Source text:
——

How does UTF-8 "variable-width encoding" work?

The unicode standard has enough code-points in it that you need 4 bytes to store them all. That's what the UTF-32 encoding does. Yet the UTF-8 encoding somehow squeezes these into much smaller spaces by using something called "variable-width encoding".

In fact, it manages to represent the first 127 characters of US-ASCII in just one byte which looks exactly like real ASCII, so you can interpret lots of ascii text as if it were UTF-8 without doing anything to it. Neat trick. So how does it work?

I'm going to ask and answer my own question here because I just did a bit of reading to figure it out and I thought it might save somebody else some time. Plus maybe somebody can correct me if I've got some of it wrong.

Straight Unicode does not require 32 bits to encode all its code points. They once did lay claim to that many possible code points, but after UTF-8 took off, they intentionally limited themselves to 21 bits, so that UTF-8 will never exceed 4 bytes per character. Unicode currently requires only 17 bits to hold all possible code points. Without this limitation, UTF-8 could have gone to 6 bytes per character.
@Warren: mostly accurate, but Unicode is a 21-bit code (U+0000 to U+10FFFF).
@Warren: 4-byte-limited UTF-8 could have supported up to U+1FFFFF. The restriction to U+10FFFF was made for the sake of UTF-16.
@dan04 Do we have any easy explanation of how it is restricted to U+10FFFF by UTF-16? It would be nice to know more about this.
@A-letubby: Because the UTF-16 “surrogate” codes are allocated such that there are 1024 lead surrogates and 1024 trail surrogates (and they can only be used in pairs), to make 2^20 (about a million) additional characters available beyond the BMP. Added to the 2^16 characters available in the BMP, this makes 0x110000 possible characters.

A
André Chalella

Each byte starts with a few bits that tell you whether it's a single byte code-point, a multi-byte code point, or a continuation of a multi-byte code point. Like this:

0xxx xxxx    A single-byte US-ASCII code (from the first 127 characters)

The multi-byte code-points each start with a few bits that essentially say "hey, you need to also read the next byte (or two, or three) to figure out what I am." They are:

110x xxxx    One more byte follows
1110 xxxx    Two more bytes follow
1111 0xxx    Three more bytes follow

Finally, the bytes that follow those start codes all look like this:

10xx xxxx    A continuation of one of the multi-byte characters

Since you can tell what kind of byte you're looking at from the first few bits, then even if something gets mangled somewhere, you don't lose the whole sequence.


There is more to the story than that - because the encoding must be the shortest possible encoding for the character, which ends up meaning that bytes 0xC0 and 0xC1 cannot appear in UTF-8, for example; and, in fact, neither can 0xF5..0xFF. See the UTF-8 FAQ at unicode.org/faq/utf_bom.html, or unicode.org/versions/Unicode5.2.0/ch03.pdf
Why couldn't it use just one char to say next char is continuation? If we got 3 byte character then it would be like: 1xxxxxxx 1xxxxxxx 0xxxxxxx, so less space would be wasted.
@Soaku it makes UTF-8 a so-called "self-synchronizing" code. This means if due to errors parts of the sequence are missing, it is possible to detect that and discard whatever got garbled. If you read a byte that starts with 10xx, and there's no preceding "start" byte, you can discard it as it's meaningless. If you had a system like you described, and one of the first bytes is lost, you might end up with a different, valid character with no indication of any kind of error. It will also make it easy to locate the next valid character, as well as correct for missing "continuation" bytes.

——

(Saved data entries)

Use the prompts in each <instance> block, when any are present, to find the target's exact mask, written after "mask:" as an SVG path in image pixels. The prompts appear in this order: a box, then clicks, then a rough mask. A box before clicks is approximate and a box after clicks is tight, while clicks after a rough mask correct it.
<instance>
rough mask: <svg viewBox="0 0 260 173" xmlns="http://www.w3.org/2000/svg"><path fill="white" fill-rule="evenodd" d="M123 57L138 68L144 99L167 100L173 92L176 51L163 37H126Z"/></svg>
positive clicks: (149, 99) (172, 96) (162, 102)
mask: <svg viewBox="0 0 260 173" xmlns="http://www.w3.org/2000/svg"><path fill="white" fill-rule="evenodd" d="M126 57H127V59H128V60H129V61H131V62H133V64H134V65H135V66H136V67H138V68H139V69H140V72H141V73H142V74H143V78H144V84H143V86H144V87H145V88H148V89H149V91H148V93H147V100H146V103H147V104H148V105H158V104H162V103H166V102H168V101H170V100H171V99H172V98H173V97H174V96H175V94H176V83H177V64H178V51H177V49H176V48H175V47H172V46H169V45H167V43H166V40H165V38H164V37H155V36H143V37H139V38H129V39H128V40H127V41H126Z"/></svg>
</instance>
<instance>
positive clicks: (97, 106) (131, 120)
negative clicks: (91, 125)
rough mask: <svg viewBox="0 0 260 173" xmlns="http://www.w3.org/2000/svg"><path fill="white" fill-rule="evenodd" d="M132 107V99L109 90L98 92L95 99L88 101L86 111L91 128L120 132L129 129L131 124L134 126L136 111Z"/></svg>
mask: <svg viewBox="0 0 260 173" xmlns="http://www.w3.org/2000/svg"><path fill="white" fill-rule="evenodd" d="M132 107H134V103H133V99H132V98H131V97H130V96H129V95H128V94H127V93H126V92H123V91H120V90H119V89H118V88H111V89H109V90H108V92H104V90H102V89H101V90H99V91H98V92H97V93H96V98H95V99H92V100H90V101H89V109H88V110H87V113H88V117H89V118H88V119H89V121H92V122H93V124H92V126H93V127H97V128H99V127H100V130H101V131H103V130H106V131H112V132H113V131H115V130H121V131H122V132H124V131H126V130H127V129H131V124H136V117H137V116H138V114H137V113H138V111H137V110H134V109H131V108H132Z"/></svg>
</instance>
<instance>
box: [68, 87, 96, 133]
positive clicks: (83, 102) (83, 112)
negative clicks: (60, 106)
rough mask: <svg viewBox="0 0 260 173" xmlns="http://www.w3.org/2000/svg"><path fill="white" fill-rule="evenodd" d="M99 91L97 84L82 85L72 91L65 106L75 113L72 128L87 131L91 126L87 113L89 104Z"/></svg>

——

Tasks and exercises:
[A] In the listing, swap "rough mask" for "coarse mask" in the lines from the start of the listing through the line holding "positive clicks: (149, 99)", inclusive, and give those lines back with nothing else changed.
[B] Continue the thread on UTF-8 variable-width encoding from where it stops.

Answers per task:
[A]
Use the prompts in each <instance> block, when any are present, to find the target's exact mask, written after "mask:" as an SVG path in image pixels. The prompts appear in this order: a box, then clicks, then a coarse mask. A box before clicks is approximate and a box after clicks is tight, while clicks after a coarse mask correct it.
<instance>
coarse mask: <svg viewBox="0 0 260 173" xmlns="http://www.w3.org/2000/svg"><path fill="white" fill-rule="evenodd" d="M123 57L138 68L144 99L167 100L173 92L176 51L163 37H126Z"/></svg>
positive clicks: (149, 99) (172, 96) (162, 102)

[B]
C
Community

RFC3629 - UTF-8, a transformation format of ISO 10646 is the final authority here and has all the explanations.

In short, several bits in each byte of the UTF-8-encoded 1-to-4-byte sequence representing a single character are used to indicate whether it's a trailing byte, a leading byte, and if so, how many bytes follow. The remaining bits contain the payload.


Ummmm, silly me, I thought the Unicode Standard was the final authority on UTF-8
Unicode standard defines the Unicode itself. It doesn't define various methods, today's and future, that can be used to encode unicode texts for a variety of purposes (such as storage and transport). UTF-8 is one of those methods and the above reference is to the document that defines it.
RFC3629, page 3, section 3. says " UTF-8 is defined by the Unicode Standard".
Chasing links on unicode.org took me to section 3.9 of the Unicode Standard and specifically definition D92 (and also tangentially D86). I have no idea to what extent this link will be useful when new versions are released but I would imagine that they want to keep the section and definition identifiers stable across versions.
A
Andrew

UTF-8 was another system for storing your string of Unicode code points, those magic U+ numbers, in memory using 8 bit bytes. In UTF-8, every code point from 0-127 is stored in a single byte. Only code points 128 and above are stored using 2, 3, in fact, up to 6 bytes.

Excerpt from The Absolute Minimum Every Software Developer Absolutely, Positively Must Know About Unicode and Character Sets (No Excuses!)


That's a good article, but it seems Joel is wrong regarding the maximum length of the sequence; the Wikipedia page shows 1..4 bytes per character, only.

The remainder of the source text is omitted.